§ WHAT NEEDS TO BE DONE
The data must be written out once more, precisely as given.

§ INFORMATION GIVEN
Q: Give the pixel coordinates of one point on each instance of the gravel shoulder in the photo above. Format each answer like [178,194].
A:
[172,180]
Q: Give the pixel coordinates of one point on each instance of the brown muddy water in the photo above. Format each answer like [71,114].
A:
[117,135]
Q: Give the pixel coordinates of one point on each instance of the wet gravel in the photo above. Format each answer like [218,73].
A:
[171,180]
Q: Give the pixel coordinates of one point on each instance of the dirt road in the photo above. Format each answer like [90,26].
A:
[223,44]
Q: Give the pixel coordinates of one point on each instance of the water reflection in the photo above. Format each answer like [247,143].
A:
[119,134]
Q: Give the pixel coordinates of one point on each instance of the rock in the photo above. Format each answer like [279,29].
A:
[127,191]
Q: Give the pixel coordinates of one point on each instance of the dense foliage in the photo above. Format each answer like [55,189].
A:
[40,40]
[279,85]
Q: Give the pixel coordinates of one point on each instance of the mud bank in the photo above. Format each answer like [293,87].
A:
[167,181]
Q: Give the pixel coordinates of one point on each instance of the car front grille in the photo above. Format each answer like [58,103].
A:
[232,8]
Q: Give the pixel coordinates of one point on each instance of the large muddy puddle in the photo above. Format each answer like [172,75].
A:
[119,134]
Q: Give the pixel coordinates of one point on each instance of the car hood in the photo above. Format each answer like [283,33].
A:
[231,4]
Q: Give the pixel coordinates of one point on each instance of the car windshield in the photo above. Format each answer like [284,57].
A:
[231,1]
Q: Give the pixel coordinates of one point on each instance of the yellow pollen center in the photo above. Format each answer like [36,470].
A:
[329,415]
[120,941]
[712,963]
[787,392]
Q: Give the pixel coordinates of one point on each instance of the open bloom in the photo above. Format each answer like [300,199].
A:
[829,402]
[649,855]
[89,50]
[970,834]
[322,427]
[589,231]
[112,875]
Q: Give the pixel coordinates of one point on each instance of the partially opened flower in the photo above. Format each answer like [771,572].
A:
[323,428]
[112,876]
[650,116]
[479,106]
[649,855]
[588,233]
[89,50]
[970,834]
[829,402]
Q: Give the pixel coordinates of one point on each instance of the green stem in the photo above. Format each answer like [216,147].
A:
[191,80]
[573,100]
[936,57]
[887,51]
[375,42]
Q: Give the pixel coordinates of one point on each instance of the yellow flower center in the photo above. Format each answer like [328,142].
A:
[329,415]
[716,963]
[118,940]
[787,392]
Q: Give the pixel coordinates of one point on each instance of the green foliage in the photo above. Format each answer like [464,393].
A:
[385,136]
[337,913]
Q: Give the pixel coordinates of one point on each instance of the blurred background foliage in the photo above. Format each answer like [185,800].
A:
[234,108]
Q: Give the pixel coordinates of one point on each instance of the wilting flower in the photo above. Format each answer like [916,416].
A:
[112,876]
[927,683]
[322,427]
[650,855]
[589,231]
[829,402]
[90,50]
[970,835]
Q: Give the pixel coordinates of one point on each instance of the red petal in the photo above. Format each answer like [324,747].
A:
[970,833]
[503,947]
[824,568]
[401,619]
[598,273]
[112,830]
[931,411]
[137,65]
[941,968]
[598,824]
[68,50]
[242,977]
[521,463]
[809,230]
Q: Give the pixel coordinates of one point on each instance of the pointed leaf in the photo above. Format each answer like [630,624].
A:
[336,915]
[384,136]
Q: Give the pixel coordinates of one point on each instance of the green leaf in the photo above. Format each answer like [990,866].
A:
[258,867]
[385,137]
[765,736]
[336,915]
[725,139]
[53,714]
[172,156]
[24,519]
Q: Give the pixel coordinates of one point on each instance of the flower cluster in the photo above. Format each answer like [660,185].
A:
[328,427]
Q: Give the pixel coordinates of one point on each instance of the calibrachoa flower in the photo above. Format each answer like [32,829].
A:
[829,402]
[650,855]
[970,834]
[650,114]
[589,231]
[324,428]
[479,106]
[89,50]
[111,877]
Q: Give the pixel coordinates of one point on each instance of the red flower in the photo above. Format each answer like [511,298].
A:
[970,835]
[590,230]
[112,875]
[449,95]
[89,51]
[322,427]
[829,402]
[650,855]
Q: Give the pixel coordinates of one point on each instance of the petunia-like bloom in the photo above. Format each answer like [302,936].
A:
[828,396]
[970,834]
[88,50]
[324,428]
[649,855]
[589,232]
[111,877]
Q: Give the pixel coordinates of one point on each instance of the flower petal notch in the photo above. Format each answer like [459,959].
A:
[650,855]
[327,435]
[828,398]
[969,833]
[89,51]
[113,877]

§ ANSWER BELOW
Q: Give the pixel coordinates of one point on each instance of the gravel shoulder in the photo above. Format each answer like [178,194].
A:
[172,180]
Q: Give the pixel coordinates of one point on each instance of the brown muddy water in the photo above. Format each answer like [71,114].
A:
[117,135]
Q: Give the pixel coordinates of one point on each instance of the wet gravel in the photo above. Format each answer like [218,73].
A:
[171,180]
Q: Give the pixel coordinates of one point on each instance of the dirt road in the photo above. Format each answer like [90,26].
A:
[223,44]
Q: Give the pixel coordinates of one point on each instance of the water reflection in the photo above. Format each answer like [247,143].
A:
[119,134]
Q: Give the pixel coordinates of one point on each instance of the rock in the photo above. Format each answer like [279,29].
A:
[127,191]
Q: Give the pixel coordinates of one point on each instance of the dense foliage in the photo above. Format each answer like [55,189].
A:
[40,40]
[279,85]
Q: Give the pixel coordinates of one point on each instance of the mud bank in the photo above. Format each answer like [293,87].
A:
[167,181]
Q: Give the pixel coordinates of one point on each instance of the car front grille in the photo above. Format each answer like [58,103].
A:
[232,8]
Q: Give the pixel coordinates of one point on each instance of the large muddy puddle in the photo above. Format each answer like [172,75].
A:
[119,134]
Q: Give the pixel coordinates of one point on each instance of the car hood in the photo above. Format each answer like [283,33].
A:
[231,4]
Q: Give the pixel coordinates of one point on each instance of the car windshield in the photo above. Format each answer like [284,57].
A:
[231,1]
Q: Give the pixel coordinates of one point on each instance of the yellow pollen center in the photo above. Format each answer like [36,470].
A:
[329,415]
[120,941]
[712,963]
[787,392]
Q: Give the pixel coordinates of one point on each instance of the open bloom in the photo above. Format each answer like [300,199].
A:
[829,402]
[649,855]
[89,50]
[970,834]
[322,427]
[589,231]
[112,875]
Q: Give the pixel coordinates of one point on each instance of the partially opened flower in the photo above. Format each answer like [771,572].
A:
[323,428]
[112,876]
[650,116]
[479,106]
[649,855]
[588,233]
[89,50]
[970,834]
[829,402]
Q: Give the pixel coordinates of one point on each instance of the green stem in the photo above. Format each answer like [216,147].
A:
[191,80]
[573,100]
[936,57]
[887,51]
[375,42]
Q: Give the pixel coordinates of one point on each instance of the yellow flower center in the photo above. Format each answer like [328,142].
A:
[329,415]
[716,963]
[118,940]
[787,392]
Q: Give the pixel coordinates of one point on each instance of the green foliage in the photo above. Format each answer like [464,393].
A:
[385,136]
[337,913]
Q: Give the pixel coordinates of one point on each instance of the blurred background foliage in the photo above. Format each answer like [185,800].
A:
[234,108]
Q: Give the pixel coordinates of one point on each instance of the wilting flower in the photo above. Format each answer like [916,416].
A:
[112,876]
[927,683]
[322,427]
[650,855]
[589,231]
[829,402]
[90,50]
[970,835]
Q: Give the pixel coordinates of one point on each instance of the red petal in the photo above. Format each answer like [324,747].
A:
[970,833]
[503,947]
[824,568]
[401,619]
[598,273]
[112,830]
[931,411]
[137,65]
[941,968]
[598,824]
[68,50]
[242,977]
[521,463]
[809,230]
Q: Give the pixel coordinates of one point on each instance of the pointed leaf in the photo above. Format each answer like [630,624].
A:
[336,915]
[384,136]
Q: Give the pixel coordinates of one point on each instance of the green leaf in the photo above. Format each answer like [990,866].
A:
[258,867]
[385,137]
[765,736]
[336,915]
[725,139]
[53,714]
[172,156]
[24,519]
Q: Give the pixel coordinates of one point on each instance of the flower cluster in the photo above. Format each answer like [660,185].
A:
[328,427]
Q: Give the pixel coordinates of one point on each instance of the calibrachoa flower in the photo above. Format each answer like [32,829].
A:
[829,402]
[650,855]
[970,834]
[650,114]
[589,231]
[324,428]
[479,106]
[89,50]
[111,877]
Q: Give the pixel coordinates of one point on each instance of the red flower in the photo above. Format each answer like [511,298].
A:
[970,835]
[590,230]
[112,875]
[449,95]
[89,51]
[322,427]
[829,402]
[650,855]
Q: Give the pixel coordinates of one point on each instance of the petunia-like bloom in the photo above. Format each answer like [302,936].
A:
[828,396]
[970,834]
[88,50]
[324,428]
[649,855]
[589,232]
[111,877]
Q: Give the pixel coordinates of one point on each instance of the flower petal notch in the photo above. Format each answer like [459,959].
A:
[650,855]
[327,435]
[828,398]
[969,833]
[89,51]
[113,877]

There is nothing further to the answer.